BEGIN Source extract

PRESS RELEASE / ANNOUNCEMENTS Thursday, December 4, 2014

Santa Barbara International Orchid Show Celebrates 70th Year and Central Coast as a Haven for War-Torn Orchid Species During WWII

Orchid Showcase to Take Place at Earl Warren Showgrounds March 13-15, 2015

SANTA BARBARA, CALIFORNIA — A crown jewel of international flower showcases, the Santa Barbara International Orchid Show (, will be coloring the scene of Earl Warren Showgrounds with the rarest, most magnificent orchid specimens from all over the world on March 13-15, 2015. The impressive exhibit — one of the oldest and largest in the United States — celebrates its 70th year as not only a display of the finest orchids, but also as a testament to Santa Barbara’s role as an historical haven for many phenomenal orchid varieties that would have otherwise disappeared into war-torn history.

Orchids first arrived to the mild, Mediterranean-like climate of Santa Barbara at the turn of the 20th century. Many wealthy industrialists, escaping from the harsh eastern winters to retreat at Santa Barbara’s flourishing spas, ended up settling in the area and employing expert horticulturists to build out elaborate gardens on their estates. At the time, exotic orchids became the rage, and mass plantings of cymbidiums and other unusual species flourished amid luxurious properties in such locales as Montecito and Hope Ranch.

By the time World War II burst onto the scene, England was the leader in growing and hybridizing jungle-sourced orchids. But even these unassuming, neutral plants weren’t safe from the destructive bombings and fuel shortages that wreaked havoc on the region.

END Source extract
BEGIN Excerpted data

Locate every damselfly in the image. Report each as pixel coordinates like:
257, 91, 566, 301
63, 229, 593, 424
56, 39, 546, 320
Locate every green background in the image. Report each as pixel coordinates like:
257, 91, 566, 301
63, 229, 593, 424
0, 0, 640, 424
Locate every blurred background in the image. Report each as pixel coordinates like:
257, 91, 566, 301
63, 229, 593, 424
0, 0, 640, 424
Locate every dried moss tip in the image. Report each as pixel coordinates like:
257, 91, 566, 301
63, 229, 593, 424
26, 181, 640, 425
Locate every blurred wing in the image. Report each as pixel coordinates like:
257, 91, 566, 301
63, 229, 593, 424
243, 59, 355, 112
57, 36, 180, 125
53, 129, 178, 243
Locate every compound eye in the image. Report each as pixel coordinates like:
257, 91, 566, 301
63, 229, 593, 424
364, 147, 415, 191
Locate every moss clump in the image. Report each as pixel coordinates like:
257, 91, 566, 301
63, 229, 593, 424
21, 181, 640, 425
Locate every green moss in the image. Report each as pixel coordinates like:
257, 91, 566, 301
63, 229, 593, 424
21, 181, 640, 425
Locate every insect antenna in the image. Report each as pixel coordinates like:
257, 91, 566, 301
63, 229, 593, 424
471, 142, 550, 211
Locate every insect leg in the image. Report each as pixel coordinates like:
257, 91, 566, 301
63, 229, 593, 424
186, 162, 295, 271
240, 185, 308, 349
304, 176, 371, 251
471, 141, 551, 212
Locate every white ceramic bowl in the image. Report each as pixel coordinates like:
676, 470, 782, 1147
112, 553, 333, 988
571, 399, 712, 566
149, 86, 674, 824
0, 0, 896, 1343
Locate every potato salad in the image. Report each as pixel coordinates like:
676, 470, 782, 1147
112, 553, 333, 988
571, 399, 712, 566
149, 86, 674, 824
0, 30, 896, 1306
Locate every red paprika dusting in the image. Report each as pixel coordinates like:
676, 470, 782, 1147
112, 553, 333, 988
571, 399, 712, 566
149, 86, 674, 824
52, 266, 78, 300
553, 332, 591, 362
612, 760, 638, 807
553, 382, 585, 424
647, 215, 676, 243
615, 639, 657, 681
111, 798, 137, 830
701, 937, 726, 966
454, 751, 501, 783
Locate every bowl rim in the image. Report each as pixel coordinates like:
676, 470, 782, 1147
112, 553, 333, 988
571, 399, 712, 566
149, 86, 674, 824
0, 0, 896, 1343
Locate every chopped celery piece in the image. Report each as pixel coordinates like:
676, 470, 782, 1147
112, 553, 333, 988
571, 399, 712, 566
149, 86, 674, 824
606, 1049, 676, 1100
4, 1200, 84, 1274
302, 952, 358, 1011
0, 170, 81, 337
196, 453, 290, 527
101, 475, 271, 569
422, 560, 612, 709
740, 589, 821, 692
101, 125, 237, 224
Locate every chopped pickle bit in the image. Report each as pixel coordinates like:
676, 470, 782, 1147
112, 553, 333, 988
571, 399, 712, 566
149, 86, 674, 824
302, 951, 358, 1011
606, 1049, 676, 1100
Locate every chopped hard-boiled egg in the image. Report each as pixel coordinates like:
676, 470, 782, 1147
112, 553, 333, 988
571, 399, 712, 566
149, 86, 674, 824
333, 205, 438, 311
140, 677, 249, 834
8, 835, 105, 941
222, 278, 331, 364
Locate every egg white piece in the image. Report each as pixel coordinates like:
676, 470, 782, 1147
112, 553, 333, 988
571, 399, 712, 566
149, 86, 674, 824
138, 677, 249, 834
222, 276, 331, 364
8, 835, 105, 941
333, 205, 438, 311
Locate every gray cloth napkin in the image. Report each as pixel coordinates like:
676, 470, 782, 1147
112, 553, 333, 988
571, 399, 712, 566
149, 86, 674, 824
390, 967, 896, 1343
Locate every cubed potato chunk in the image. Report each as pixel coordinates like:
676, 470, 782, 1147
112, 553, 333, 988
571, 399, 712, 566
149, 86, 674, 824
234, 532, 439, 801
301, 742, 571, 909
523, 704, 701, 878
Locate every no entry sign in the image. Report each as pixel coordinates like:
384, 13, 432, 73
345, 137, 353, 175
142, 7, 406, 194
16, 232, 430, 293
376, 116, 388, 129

END Excerpted data
BEGIN Excerpted data

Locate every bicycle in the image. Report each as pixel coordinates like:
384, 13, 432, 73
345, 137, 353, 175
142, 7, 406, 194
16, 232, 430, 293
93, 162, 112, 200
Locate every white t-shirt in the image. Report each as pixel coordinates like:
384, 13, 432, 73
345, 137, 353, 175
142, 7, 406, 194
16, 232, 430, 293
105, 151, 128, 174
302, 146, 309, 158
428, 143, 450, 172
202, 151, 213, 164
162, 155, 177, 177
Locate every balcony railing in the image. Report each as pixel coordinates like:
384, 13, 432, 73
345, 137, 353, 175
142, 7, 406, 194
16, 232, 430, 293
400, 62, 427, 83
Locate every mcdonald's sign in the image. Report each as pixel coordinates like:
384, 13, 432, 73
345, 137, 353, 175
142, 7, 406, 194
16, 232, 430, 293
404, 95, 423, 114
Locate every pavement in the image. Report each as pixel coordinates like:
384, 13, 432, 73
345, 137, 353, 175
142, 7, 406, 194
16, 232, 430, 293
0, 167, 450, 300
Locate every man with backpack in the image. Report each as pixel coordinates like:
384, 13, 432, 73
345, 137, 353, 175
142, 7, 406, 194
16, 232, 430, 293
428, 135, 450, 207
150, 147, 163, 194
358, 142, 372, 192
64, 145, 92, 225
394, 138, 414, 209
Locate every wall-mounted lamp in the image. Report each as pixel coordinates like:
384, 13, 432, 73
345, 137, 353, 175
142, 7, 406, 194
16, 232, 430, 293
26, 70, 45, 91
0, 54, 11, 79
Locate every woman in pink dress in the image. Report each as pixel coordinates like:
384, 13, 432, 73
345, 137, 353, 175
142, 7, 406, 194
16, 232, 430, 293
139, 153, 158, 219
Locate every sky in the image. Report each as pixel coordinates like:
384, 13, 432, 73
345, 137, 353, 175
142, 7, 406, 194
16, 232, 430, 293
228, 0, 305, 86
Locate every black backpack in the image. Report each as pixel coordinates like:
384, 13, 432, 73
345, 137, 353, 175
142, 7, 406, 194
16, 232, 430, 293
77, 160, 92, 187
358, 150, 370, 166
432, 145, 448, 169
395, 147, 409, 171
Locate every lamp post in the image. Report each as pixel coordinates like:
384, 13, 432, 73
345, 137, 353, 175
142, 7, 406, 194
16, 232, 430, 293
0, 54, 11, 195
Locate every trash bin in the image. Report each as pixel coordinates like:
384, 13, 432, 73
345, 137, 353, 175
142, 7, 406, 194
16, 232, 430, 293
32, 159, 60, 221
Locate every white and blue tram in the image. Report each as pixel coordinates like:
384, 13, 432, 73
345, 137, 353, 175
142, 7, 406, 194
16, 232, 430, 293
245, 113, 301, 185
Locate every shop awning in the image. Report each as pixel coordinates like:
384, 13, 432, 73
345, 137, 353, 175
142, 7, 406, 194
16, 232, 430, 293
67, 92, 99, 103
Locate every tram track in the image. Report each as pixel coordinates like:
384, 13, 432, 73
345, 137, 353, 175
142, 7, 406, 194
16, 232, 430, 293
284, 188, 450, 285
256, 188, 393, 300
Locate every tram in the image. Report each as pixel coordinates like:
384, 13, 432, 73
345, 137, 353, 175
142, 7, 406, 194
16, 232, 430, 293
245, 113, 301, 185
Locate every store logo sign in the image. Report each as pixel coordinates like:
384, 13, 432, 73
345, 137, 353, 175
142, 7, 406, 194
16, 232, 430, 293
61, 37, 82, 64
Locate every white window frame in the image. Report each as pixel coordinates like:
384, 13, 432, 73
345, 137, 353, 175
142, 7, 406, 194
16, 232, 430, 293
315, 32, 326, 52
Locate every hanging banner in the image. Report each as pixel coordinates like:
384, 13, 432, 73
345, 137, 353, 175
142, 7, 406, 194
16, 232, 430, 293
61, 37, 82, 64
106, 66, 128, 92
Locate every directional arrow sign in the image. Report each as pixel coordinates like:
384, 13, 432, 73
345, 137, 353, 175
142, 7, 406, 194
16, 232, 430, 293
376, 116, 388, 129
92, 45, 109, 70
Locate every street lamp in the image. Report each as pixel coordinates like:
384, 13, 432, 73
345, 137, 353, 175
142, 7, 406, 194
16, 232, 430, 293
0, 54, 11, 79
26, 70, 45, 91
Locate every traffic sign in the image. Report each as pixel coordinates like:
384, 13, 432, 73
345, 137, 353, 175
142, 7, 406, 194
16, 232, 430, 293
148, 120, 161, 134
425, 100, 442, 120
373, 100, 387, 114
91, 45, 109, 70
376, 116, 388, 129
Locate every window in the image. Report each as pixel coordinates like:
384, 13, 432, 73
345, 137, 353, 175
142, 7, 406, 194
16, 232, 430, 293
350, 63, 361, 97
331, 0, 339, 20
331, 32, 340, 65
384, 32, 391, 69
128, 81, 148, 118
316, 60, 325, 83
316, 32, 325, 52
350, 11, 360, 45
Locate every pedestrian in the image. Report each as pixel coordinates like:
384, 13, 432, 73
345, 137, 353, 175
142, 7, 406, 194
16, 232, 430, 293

END Excerpted data

> _What this task involves_:
Please extend the press release about the Santa Barbara International Orchid Show, picking up right after its final sentence.

> _Task output_:
It was a handful orchid enthusiasts such as Santa Barbara’s Elliot Rogers, local cymbidium grower and manager of the Santa Barbara Orchid Show, and Samuel B. Mosher, professional agriculturalist and fortunate oil tycoon, whose love for the rare flowers helped lead to their enduring preservation to this day. After purchasing and importing a number of fine cymbidium collections from English orchid owners threatened by the war, Rogers and Mosher then began hybridizing them in California.

It turns out that as an unintended consequence of World War II, the center of the orchid world shifted to America. In fact, when cymbidium fever swept the nation, it was one of Rogers’ varieties, Cymbidium Carisona ‘Glendessary’, that parented the popular Cymbidium Lillian Stewart line of orchids.

Santa Barbara’s temperate climate, with mild nights and gentle ocean breezes, provided the perfect setting for orchids to flourish. Nestled on a narrow plain between the rugged Santa Ynez mountains and the tranquil Pacific Ocean, Santa Barbara naturally gave rise to a healthy orchid industry that now produces more orchids than any other region in the country.

Since debuting as a premier showcase for the area’s orchid lovers and connoisseurs in 1945, the Santa Barbara International Orchid Show has played host to some of the finest orchids in the world. At its 70th anniversary event in 2015, visitors can expect to be wowed by lavish garden displays, artistic floral arrangements, and meticulously designed corsages.

For those wishing to bring home a stunning souvenir from the show, vendors offer blooming orchid plants, growing supplies, and winsome orchid-inspired art for. Visitors may also enjoy educational culture demonstrations during the show in order to learn about growing their own orchids.

No matter what kind of memento visitors take away from the show, it’s sure to inspire a sense of celebration for the legacy of beauty that Santa Barbara helped to carry on at such a pivotal time in both the history of orchids and, ultimately, the modern world.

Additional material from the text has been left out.